Exercise details »
Will you update the data from the line containing "Find the rocky shoreline" through the line containing "<point>112,493</point>" by changing every "rock face" to "cliff face" and leaving all else as is, then give back only those lines?

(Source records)
━━━━━━━━━━━━━━━━━━━━

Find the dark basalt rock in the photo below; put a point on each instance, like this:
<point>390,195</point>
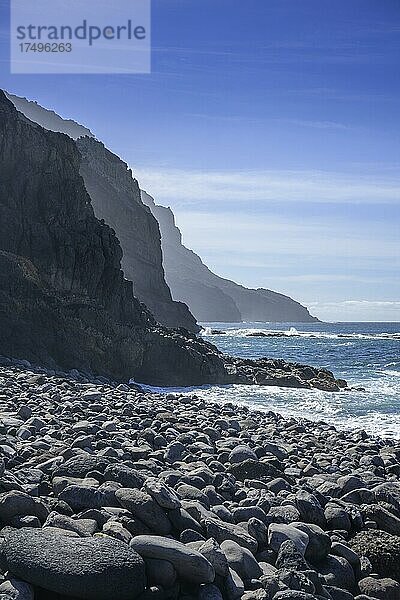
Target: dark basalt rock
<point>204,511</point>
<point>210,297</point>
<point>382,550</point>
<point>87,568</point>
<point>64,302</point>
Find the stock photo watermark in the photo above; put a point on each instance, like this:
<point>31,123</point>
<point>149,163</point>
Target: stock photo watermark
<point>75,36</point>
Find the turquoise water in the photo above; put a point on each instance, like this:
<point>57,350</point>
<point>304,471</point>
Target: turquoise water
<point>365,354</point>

━━━━━━━━━━━━━━━━━━━━

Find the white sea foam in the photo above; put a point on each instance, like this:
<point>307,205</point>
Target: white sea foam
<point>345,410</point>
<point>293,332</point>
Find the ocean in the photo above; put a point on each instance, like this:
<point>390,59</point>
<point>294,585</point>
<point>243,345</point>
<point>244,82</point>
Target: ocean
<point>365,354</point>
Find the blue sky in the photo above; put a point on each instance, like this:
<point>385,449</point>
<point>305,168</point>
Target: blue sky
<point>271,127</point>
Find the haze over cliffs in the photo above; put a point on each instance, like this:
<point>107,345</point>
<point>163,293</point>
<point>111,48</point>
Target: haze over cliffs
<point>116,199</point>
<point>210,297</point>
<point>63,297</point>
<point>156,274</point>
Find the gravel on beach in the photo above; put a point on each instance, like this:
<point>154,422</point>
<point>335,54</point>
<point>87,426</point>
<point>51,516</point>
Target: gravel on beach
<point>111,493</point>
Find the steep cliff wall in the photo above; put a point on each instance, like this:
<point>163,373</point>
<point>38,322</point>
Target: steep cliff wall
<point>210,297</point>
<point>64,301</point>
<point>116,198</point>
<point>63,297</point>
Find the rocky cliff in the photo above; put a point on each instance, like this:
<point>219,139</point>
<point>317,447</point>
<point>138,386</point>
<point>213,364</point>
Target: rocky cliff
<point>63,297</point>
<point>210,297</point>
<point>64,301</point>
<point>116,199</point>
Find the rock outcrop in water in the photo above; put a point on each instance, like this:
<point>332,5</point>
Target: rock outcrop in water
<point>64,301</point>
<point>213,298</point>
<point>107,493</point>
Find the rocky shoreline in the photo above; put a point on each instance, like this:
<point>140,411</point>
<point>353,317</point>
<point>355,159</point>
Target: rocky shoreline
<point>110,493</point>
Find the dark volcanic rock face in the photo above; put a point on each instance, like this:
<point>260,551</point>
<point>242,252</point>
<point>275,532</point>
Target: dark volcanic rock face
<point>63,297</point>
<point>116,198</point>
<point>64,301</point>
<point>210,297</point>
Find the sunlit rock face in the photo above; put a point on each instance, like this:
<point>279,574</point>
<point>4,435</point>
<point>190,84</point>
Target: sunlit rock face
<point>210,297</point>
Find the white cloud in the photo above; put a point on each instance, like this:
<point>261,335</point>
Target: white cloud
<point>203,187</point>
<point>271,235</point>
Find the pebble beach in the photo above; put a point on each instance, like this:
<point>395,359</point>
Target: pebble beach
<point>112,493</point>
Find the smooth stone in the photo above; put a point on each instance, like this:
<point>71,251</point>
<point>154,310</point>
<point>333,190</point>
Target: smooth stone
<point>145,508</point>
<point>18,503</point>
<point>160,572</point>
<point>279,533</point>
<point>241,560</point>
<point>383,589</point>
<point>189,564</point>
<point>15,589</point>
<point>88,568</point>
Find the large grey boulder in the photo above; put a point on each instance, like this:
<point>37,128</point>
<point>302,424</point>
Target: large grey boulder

━━━━━━━━━━━━━━━━━━━━

Output of the exercise »
Find the rocky shoreline in the photo above; put a point on each instance, like this:
<point>140,411</point>
<point>353,317</point>
<point>355,159</point>
Target: rocky shoreline
<point>110,493</point>
Find the dark volcanic cliff face in the photo above; put a point on each instance, like this:
<point>260,551</point>
<point>242,252</point>
<point>275,532</point>
Target: dark volcanic cliff face
<point>63,297</point>
<point>116,198</point>
<point>64,301</point>
<point>210,297</point>
Find the sunlit cliff face in the photo above; put a point on each instance, like this:
<point>279,574</point>
<point>4,435</point>
<point>190,84</point>
Target: sunlit cliff face
<point>210,297</point>
Find the white cloud in the photo above; put a point on each instance, like this:
<point>261,335</point>
Target: white cloud
<point>203,187</point>
<point>271,235</point>
Find the pebble beach in the photo above; put a point on each instance, like this:
<point>395,359</point>
Target: pebble beach
<point>112,493</point>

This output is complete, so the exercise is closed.